* _DATASET EXTRACT_:
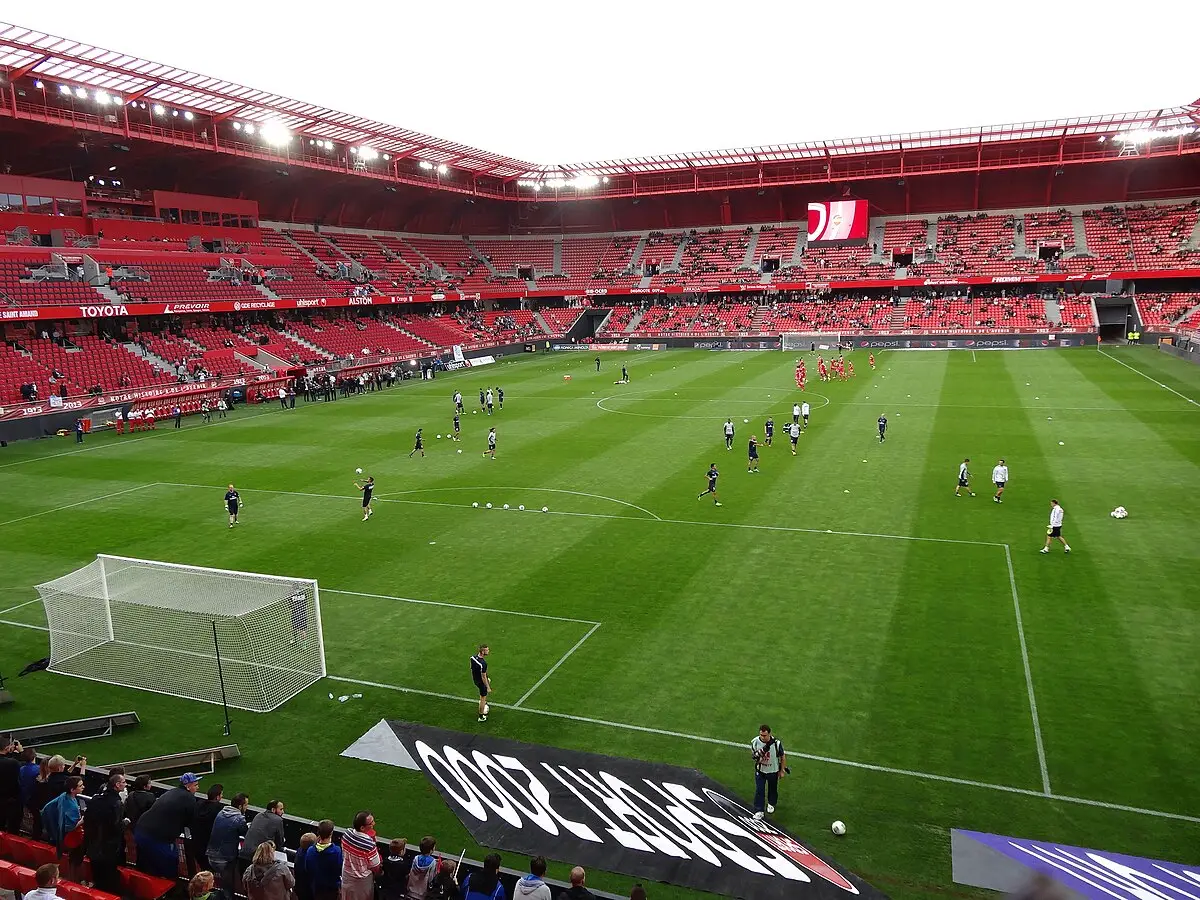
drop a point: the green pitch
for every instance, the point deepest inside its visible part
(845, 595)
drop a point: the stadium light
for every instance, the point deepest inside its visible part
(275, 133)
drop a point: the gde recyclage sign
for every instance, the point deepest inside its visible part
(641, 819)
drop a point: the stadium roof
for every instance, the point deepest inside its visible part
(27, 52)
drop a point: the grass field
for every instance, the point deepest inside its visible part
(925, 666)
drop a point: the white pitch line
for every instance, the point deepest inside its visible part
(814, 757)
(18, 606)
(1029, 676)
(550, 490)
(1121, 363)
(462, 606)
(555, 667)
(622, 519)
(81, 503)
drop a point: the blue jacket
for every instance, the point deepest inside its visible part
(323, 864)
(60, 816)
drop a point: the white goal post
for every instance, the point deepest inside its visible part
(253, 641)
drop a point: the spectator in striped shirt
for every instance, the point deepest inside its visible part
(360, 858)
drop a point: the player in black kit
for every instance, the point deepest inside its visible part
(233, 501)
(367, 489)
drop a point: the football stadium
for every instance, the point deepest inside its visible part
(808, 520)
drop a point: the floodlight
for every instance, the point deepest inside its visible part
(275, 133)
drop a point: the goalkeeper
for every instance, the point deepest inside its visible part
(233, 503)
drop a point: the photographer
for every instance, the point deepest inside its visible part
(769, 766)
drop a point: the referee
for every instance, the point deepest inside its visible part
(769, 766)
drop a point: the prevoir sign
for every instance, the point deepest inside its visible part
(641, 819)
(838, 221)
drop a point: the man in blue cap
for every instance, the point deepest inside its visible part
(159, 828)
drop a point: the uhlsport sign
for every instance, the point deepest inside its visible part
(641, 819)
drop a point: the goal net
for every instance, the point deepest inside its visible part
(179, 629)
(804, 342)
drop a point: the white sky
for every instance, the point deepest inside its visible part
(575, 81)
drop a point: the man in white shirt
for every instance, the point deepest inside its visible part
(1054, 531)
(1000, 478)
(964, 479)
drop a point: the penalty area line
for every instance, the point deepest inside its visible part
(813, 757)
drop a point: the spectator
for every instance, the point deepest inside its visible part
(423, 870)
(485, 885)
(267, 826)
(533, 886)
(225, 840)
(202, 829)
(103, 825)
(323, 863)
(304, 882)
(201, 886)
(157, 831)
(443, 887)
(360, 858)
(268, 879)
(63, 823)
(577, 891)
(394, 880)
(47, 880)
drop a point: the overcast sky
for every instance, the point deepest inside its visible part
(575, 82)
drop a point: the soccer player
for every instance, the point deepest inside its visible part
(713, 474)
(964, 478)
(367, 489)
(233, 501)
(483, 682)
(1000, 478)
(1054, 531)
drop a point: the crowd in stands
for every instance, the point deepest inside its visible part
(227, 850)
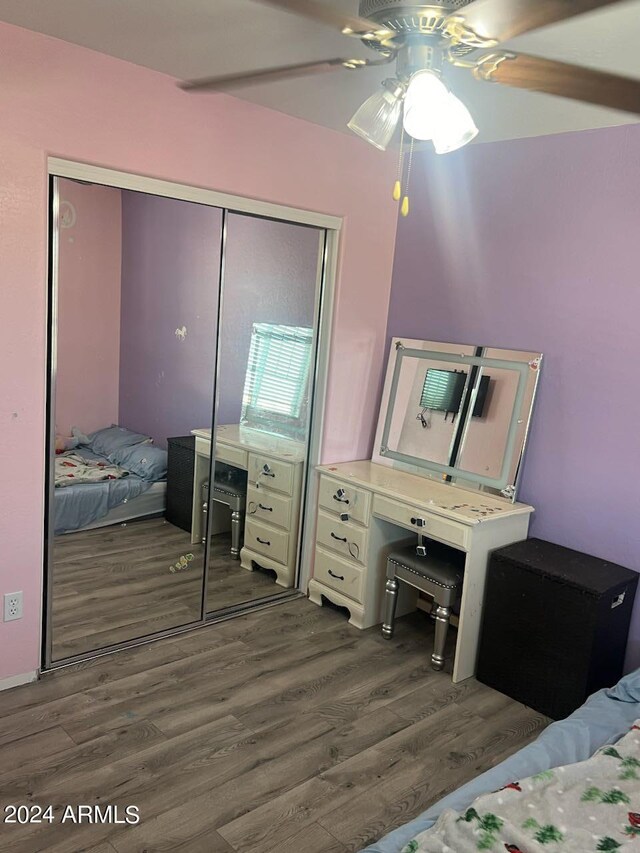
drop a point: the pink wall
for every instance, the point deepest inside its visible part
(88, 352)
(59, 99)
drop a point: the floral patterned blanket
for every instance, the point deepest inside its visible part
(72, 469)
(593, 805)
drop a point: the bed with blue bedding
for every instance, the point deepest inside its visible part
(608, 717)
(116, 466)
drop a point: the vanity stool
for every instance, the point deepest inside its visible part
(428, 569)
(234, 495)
--
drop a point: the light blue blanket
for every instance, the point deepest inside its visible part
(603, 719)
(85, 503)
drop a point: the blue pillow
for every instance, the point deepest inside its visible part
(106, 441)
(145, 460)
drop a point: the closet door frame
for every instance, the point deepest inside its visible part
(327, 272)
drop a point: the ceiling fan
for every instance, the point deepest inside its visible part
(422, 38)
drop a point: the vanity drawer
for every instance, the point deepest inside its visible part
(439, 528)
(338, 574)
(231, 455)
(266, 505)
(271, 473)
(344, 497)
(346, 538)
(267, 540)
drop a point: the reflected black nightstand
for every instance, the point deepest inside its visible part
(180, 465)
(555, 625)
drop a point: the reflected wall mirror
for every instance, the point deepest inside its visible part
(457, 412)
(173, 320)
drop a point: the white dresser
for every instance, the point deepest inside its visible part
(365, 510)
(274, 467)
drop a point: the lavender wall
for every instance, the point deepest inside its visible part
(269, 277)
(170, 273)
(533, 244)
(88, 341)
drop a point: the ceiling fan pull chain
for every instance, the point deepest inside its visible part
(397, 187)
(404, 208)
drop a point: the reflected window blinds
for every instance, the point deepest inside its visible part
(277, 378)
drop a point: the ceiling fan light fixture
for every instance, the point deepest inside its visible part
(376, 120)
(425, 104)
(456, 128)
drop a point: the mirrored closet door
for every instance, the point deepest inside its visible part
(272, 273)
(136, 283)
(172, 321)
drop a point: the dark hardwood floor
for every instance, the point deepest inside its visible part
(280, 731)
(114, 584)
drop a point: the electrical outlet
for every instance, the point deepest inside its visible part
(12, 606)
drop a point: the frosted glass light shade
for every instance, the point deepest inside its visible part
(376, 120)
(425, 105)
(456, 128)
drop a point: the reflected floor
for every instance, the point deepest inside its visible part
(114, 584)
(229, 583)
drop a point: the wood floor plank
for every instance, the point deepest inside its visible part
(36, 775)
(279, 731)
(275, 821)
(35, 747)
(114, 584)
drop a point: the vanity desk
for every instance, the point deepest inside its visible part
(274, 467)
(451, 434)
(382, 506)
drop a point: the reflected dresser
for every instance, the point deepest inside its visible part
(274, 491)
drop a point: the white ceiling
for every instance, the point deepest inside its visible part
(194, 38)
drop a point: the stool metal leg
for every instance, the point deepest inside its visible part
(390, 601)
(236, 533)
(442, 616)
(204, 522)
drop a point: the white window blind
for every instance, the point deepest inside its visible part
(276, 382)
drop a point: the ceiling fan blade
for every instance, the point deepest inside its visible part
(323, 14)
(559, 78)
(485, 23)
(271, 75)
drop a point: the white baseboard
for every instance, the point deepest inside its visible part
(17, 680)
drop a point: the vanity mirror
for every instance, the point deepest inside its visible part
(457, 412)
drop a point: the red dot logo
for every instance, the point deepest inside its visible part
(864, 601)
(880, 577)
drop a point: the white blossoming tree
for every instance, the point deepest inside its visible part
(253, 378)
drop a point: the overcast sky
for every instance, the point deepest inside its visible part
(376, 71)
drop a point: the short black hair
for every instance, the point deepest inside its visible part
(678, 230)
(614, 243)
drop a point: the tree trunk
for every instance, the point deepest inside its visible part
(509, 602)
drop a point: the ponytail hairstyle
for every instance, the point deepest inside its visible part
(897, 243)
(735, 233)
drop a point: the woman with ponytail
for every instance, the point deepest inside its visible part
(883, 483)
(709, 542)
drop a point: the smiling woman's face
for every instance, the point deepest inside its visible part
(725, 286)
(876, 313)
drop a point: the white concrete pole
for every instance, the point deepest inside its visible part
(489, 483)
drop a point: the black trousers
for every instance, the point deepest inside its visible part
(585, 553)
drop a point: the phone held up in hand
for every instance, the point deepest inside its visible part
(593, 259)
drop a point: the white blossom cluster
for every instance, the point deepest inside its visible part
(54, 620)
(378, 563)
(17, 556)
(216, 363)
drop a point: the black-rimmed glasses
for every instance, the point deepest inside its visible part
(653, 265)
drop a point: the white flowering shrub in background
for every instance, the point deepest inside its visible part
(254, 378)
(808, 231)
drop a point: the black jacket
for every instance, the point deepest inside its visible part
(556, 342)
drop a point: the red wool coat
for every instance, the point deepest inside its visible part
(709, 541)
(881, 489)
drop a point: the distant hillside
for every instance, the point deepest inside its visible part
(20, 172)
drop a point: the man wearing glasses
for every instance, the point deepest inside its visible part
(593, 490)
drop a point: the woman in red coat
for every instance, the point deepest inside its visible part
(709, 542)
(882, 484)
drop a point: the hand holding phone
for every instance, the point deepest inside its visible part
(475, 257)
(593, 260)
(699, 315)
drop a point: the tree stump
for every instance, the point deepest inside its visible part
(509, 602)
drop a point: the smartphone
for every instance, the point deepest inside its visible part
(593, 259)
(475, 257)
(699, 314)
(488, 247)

* _AIM OF THE EXERCISE_:
Number of lines in the records above holding the word "stadium": state it and nothing else.

* _WRITTEN SOLUTION_:
3